• 抜粋:

==*==

西洋・東洋と一枚の絵

8月に一番見られたツイートはこれだった。

中田考の『私はなぜイスラーム教徒になったのか』を読んだ。イスラームは心の救いを目的にしていない。アッラーに従うこと、クルアーンハディースに従って生きることが全て。タクシーに定価があると思うなよなどは痛快。西洋の枠組みをもっと認識したいので引き続き読む。

 

7月に読むと宣言していた同じ先生の本だ。西洋の枠組みに関しては古市憲寿さんの『古市くん、社会学を学び直しなさい!!』にも出てきた。橋爪大三郎さんが言うのだ、「社会学キリスト教社会は似ているから、社会学キリスト教をきれいに分析できるのは当たり前なんです。だから、そもそもが概念が違うインド社会や中国社会、日本の社会をきれいに分析できて、初めて社会学は自立できると思ったわけ。そうすると、ヨーロッパ系の社会学が作った基本語彙は、ヨーロッパとかいうローカルな文化に汚染されているから、普遍的認識の道具として使うには不十分なのです」と。2016年の本で、古市さんの「何年ぐらいかかりそうなんですか」に「三十年ぐらいかかるかもしれない」と答えている。

==*==

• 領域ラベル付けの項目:
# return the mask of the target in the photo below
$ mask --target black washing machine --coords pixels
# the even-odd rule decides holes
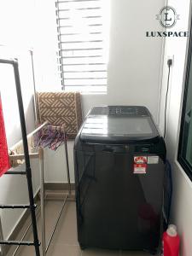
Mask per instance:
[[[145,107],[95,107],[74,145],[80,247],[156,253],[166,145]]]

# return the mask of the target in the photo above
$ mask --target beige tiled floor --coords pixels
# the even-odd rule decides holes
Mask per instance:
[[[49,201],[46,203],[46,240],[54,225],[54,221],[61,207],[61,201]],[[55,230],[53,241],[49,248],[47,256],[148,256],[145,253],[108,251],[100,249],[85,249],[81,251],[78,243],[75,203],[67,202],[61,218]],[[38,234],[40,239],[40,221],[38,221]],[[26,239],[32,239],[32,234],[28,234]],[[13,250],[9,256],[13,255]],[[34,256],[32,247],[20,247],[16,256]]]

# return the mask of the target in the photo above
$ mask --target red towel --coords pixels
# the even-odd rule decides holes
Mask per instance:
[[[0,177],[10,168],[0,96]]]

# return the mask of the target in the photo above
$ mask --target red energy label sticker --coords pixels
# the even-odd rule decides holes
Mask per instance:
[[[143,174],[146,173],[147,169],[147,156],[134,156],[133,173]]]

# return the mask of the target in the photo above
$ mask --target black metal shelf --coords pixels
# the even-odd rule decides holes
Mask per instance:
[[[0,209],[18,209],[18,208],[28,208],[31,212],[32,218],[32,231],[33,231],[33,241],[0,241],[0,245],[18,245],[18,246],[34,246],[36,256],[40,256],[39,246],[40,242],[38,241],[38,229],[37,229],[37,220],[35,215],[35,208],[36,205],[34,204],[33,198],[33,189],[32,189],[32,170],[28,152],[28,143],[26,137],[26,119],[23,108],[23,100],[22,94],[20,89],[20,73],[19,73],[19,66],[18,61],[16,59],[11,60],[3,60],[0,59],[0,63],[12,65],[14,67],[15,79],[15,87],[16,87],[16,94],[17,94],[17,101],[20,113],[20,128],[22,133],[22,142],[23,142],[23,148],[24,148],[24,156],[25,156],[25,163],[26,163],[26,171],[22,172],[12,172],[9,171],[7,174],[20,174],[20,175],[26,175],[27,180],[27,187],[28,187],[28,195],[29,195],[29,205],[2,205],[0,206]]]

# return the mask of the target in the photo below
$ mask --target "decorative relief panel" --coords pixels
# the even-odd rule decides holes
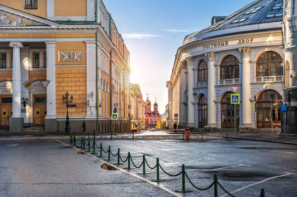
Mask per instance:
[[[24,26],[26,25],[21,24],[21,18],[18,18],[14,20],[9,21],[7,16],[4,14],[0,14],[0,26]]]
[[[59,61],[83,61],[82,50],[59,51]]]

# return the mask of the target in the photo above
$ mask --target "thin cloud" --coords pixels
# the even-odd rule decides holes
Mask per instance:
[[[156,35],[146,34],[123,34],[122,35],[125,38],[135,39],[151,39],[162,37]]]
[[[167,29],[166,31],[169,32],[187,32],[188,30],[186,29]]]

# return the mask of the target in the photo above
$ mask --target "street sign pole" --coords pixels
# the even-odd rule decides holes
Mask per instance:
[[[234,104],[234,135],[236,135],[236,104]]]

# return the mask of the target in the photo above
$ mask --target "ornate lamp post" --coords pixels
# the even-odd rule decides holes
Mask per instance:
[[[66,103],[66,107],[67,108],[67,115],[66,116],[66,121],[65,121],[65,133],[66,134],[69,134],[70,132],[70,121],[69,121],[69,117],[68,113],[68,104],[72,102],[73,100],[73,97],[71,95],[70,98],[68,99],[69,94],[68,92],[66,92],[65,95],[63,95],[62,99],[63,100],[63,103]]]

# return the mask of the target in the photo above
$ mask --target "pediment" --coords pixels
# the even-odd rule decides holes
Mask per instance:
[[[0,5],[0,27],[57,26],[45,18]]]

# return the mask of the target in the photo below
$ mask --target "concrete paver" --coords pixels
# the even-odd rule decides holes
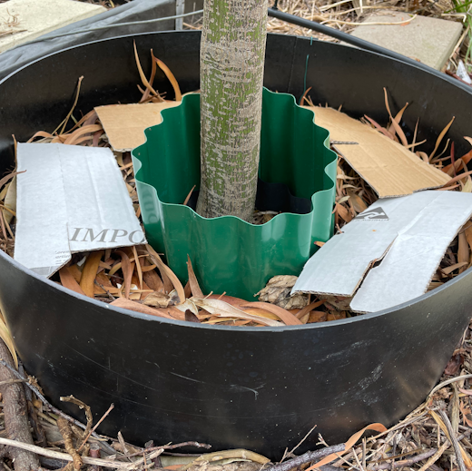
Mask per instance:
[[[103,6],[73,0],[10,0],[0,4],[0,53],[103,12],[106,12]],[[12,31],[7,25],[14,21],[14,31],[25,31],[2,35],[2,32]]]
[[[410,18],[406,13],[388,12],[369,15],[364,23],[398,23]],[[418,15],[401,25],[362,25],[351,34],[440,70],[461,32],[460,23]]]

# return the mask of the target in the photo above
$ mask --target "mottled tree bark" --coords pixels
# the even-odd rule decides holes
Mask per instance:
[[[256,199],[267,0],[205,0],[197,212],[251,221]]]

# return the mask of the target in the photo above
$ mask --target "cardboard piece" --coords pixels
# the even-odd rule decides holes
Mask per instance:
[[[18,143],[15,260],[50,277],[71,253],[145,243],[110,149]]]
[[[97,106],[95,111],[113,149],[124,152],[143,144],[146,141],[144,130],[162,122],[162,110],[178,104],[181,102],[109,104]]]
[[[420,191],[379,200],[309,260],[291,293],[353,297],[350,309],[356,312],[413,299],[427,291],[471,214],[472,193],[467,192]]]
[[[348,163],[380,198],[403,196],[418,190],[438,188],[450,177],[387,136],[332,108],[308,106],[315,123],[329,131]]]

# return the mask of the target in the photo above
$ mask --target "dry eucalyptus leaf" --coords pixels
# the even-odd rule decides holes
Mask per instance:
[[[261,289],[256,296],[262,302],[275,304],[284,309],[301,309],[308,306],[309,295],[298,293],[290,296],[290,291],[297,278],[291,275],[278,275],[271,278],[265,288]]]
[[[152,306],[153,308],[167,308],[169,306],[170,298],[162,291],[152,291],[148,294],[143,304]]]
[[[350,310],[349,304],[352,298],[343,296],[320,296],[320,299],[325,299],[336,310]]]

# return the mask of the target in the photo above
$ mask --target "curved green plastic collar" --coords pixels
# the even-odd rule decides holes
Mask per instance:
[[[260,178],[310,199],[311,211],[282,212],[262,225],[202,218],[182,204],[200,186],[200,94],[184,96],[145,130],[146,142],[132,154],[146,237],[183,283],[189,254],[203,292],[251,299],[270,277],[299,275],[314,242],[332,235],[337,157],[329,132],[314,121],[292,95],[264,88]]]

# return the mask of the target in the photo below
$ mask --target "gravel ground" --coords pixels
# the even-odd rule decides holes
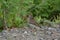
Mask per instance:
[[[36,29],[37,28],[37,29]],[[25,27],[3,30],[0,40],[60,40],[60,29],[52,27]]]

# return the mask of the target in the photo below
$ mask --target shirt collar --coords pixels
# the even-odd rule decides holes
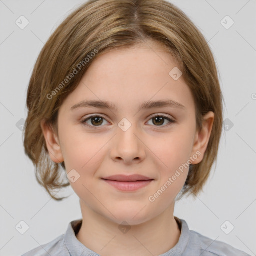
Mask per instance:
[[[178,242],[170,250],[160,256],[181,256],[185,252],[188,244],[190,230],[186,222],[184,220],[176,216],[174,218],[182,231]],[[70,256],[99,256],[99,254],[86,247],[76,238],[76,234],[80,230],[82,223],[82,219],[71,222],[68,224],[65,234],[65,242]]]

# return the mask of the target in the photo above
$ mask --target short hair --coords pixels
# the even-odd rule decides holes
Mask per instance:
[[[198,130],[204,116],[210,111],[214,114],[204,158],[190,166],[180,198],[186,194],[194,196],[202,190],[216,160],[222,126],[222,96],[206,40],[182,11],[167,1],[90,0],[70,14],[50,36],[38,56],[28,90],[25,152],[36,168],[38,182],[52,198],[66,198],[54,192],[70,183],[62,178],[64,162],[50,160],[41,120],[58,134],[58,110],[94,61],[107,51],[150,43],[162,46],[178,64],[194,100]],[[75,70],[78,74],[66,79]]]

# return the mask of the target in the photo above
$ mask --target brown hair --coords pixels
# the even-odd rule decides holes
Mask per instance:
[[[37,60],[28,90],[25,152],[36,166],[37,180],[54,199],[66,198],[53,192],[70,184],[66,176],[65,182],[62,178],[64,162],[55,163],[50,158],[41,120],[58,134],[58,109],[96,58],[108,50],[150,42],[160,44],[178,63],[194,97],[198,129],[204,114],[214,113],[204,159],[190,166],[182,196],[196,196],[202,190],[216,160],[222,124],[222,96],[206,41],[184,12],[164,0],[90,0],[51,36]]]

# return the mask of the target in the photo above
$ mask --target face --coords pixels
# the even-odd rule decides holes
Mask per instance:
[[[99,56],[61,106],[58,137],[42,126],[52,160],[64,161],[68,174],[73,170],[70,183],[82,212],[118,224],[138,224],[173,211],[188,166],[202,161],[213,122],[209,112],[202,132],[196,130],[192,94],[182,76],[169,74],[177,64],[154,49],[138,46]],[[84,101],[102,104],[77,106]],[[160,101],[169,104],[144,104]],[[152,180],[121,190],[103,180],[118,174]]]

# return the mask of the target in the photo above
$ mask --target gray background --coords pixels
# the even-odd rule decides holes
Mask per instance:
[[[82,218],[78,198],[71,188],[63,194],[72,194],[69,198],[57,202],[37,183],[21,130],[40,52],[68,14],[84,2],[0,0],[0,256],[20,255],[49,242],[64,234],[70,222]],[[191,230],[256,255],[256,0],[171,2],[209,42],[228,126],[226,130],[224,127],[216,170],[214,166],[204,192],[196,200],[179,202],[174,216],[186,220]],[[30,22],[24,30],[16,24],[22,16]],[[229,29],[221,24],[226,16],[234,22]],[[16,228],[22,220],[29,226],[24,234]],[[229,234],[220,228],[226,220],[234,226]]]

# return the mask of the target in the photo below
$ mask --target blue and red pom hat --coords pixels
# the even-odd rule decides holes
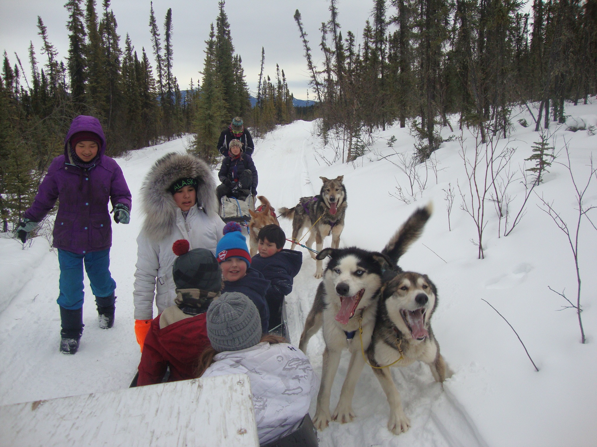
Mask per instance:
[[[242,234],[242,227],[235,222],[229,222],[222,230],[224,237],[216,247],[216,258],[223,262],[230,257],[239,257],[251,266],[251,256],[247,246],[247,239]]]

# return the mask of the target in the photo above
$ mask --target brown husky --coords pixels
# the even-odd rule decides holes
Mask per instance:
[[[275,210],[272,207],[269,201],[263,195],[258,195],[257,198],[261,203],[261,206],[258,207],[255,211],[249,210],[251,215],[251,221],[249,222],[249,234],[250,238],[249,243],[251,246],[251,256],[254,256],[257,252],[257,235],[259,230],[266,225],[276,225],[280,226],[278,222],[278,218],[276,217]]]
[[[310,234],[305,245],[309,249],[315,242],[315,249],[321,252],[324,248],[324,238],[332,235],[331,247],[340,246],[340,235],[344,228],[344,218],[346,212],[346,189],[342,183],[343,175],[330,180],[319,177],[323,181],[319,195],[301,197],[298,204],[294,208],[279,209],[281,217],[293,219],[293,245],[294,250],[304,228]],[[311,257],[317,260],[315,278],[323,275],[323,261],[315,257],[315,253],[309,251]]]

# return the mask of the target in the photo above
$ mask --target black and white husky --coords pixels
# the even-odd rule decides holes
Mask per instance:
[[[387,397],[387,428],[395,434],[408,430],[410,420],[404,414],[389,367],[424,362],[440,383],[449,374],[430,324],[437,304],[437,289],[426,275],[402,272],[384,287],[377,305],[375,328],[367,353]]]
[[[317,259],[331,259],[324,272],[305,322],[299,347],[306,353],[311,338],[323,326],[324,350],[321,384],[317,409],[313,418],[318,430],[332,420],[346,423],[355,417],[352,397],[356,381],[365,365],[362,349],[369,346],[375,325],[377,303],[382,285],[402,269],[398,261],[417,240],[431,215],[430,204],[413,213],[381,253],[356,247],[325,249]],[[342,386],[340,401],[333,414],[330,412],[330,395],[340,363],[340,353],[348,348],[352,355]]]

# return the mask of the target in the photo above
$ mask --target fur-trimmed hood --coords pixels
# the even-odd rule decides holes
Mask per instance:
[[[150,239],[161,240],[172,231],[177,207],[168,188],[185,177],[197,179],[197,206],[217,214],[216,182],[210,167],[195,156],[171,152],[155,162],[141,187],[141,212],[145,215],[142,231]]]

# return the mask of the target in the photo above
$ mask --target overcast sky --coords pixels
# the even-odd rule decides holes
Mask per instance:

==*==

• 課題: 抜粋のうち、「中田考の『私はなぜイスラーム」から「かもしれない」と答えている。」までの箇所を一字も変えずに書き写してください。 一覧は参照しなくてかまいません。

• 課題の解答:
中田考の『私はなぜイスラーム教徒になったのか』を読んだ。イスラームは心の救いを目的にしていない。アッラーに従うこと、クルアーンハディースに従って生きることが全て。タクシーに定価があると思うなよなどは痛快。西洋の枠組みをもっと認識したいので引き続き読む。

 

7月に読むと宣言していた同じ先生の本だ。西洋の枠組みに関しては古市憲寿さんの『古市くん、社会学を学び直しなさい!!』にも出てきた。橋爪大三郎さんが言うのだ、「社会学キリスト教社会は似ているから、社会学キリスト教をきれいに分析できるのは当たり前なんです。だから、そもそもが概念が違うインド社会や中国社会、日本の社会をきれいに分析できて、初めて社会学は自立できると思ったわけ。そうすると、ヨーロッパ系の社会学が作った基本語彙は、ヨーロッパとかいうローカルな文化に汚染されているから、普遍的認識の道具として使うには不十分なのです」と。2016年の本で、古市さんの「何年ぐらいかかりそうなんですか」に「三十年ぐらいかかるかもしれない」と答えている。